SOURCE TEXT =>
The slug catcher in the onshore facility is designed to handle the slugs that result from various operational scenarios. In addition, the inlet facilities, including the stabilizer system, are designed to account for the condensate liquids that must be processed. The proper designs of these units are important for the reliable operation of the entire facility under all conditions. The unit designs are a balance between operational flexibility and capital cost. A design that can handle the volume of slug for all operational scenarios without impacting the operation can be prohibitive from a capital-cost perspective. Therefore, some operational flexibility is sacrificed to design a facility with reasonable CAPEX.
The slug catcher and stabilizer facilities are designed to handle the slug generated during various modes of operation and upset conditions. This is usually accomplished by flow assurance analyses in the early stages of the facility design (front-end engineering or earlier).1 This analysis uses a rigorous model to determine the effects of various operational scenarios. These scenarios include pigging, startup after shutdown, flow ramp-up, minimum turndown and other relevant scenarios. Transient simulation of the pipeline model is utilized to determine the slug arrival time, slug volume and other pertinent information.
Additional benefits are gained by integrating a rigorous dynamic model of the pipeline with a model of the onshore facility. This model helps eliminate assumptions regarding the conditions at the interface between offshore and downstream facilities. The integrated model can also be valuable to establish operational strategies on both sides to account for the various upstream scenarios. This process helps verify the design of the entire natural gas/LNG value chain (from wells to the delivery point). The tradeoffs established during design between capital cost and operational flexibility can be verified in a rigorous manner with this methodology.

STATED TASK A => Rewrite the records from the line containing "Target: mirror arm" through the end of the records, inclusive, substituting "clear sky" for "blue sky" and leaving everything else unchanged.
The text and the records were taken from unrelated sources.

Point annotation records =>
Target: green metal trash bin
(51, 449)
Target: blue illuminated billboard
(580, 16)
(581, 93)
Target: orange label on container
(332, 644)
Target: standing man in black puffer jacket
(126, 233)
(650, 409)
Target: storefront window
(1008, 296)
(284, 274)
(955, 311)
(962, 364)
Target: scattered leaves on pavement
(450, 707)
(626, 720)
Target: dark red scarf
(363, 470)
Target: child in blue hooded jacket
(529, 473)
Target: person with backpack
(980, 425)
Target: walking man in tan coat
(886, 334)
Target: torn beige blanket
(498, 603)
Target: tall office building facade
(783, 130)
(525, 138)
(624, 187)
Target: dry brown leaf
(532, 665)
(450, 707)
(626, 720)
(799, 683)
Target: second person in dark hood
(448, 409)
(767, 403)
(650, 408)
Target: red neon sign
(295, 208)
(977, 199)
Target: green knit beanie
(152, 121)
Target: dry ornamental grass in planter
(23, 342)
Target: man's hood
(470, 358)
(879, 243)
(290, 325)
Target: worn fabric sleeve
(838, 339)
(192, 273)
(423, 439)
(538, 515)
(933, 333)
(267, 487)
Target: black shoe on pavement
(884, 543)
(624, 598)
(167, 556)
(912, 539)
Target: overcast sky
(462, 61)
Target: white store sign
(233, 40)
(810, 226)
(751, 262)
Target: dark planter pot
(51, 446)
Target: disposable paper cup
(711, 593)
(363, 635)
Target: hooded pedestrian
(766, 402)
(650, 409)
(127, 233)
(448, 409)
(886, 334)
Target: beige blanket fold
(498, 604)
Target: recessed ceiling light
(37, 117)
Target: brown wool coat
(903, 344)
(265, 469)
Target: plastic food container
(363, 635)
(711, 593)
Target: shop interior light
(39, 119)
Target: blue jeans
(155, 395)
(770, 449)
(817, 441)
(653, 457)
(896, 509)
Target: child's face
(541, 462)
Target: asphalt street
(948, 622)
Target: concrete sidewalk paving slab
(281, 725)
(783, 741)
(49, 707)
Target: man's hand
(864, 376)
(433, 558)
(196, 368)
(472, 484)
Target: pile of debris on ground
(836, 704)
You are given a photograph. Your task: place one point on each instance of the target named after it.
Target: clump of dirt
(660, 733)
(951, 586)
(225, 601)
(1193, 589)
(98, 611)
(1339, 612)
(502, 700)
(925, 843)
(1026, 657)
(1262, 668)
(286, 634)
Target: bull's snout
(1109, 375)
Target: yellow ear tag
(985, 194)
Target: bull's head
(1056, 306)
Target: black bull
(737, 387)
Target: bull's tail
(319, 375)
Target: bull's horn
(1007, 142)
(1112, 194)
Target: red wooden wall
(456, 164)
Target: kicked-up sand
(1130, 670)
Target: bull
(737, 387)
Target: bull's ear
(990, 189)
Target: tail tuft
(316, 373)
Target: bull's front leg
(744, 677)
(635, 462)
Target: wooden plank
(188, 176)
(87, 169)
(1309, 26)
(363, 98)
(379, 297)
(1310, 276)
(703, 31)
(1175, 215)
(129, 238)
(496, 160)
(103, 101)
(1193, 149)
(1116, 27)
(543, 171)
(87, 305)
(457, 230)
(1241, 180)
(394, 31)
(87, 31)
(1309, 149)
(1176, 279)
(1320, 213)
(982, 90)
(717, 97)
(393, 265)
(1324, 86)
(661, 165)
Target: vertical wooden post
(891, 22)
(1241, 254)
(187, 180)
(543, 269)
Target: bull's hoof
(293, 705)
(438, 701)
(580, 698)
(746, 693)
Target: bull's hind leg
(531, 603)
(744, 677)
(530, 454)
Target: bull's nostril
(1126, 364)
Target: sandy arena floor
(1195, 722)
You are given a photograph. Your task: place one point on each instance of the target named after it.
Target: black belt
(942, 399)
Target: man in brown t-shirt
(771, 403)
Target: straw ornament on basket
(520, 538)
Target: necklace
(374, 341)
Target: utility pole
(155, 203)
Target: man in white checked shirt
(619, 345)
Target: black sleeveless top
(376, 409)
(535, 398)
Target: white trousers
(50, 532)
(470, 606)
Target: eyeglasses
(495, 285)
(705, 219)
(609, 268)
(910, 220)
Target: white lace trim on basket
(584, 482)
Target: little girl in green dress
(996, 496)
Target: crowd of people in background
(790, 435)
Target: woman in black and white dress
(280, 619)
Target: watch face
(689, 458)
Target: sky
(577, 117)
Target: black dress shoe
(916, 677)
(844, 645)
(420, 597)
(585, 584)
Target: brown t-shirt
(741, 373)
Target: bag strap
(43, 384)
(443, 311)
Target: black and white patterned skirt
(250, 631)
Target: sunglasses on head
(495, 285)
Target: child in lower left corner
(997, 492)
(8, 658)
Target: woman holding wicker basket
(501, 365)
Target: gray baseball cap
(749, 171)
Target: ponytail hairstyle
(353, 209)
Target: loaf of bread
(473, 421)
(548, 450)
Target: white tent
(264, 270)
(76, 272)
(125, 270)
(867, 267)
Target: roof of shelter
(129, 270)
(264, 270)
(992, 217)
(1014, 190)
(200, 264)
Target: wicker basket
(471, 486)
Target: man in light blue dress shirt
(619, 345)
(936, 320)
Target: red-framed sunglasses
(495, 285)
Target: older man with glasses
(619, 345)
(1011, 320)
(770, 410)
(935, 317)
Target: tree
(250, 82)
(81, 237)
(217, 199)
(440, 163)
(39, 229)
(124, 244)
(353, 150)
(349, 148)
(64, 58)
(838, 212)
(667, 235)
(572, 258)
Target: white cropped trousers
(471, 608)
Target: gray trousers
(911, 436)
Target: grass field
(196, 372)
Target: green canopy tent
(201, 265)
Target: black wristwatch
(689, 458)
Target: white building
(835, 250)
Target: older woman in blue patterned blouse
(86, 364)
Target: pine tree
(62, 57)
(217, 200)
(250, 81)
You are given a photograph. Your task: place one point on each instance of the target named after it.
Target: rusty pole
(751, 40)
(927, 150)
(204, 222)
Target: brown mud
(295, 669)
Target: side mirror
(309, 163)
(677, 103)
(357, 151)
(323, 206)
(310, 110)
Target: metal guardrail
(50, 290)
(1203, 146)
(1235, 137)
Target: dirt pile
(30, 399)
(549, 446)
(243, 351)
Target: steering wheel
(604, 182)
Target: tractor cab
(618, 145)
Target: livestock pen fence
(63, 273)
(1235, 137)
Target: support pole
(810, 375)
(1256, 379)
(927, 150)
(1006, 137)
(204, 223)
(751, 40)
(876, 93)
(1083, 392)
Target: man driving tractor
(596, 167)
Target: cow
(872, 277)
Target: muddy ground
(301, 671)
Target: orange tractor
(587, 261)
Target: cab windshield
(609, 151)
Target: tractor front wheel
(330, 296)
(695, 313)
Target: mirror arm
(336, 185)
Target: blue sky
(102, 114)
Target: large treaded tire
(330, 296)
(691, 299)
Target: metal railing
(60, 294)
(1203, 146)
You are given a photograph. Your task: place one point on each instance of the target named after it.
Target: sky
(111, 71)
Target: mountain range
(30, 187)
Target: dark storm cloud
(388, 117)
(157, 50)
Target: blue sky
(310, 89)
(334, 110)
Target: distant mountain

STATED TASK B => According to the text on slug catcher design, what is transient simulation of the pipeline model used to determine?

FINAL RESULT A =>
Target: mirror arm
(336, 185)
Target: clear sky
(102, 114)
Target: large treaded tire
(330, 296)
(691, 299)
Target: metal railing
(60, 294)
(1203, 146)
You are given a photograph. Your task: place one point on each instance of the target named after it.
Target: sky
(111, 71)
Target: mountain range
(30, 187)
Target: dark storm cloud
(388, 117)
(157, 50)
Target: clear sky
(310, 89)
(334, 110)
Target: distant mountain

FINAL RESULT B => It determines the slug arrival time, slug volume and other pertinent information.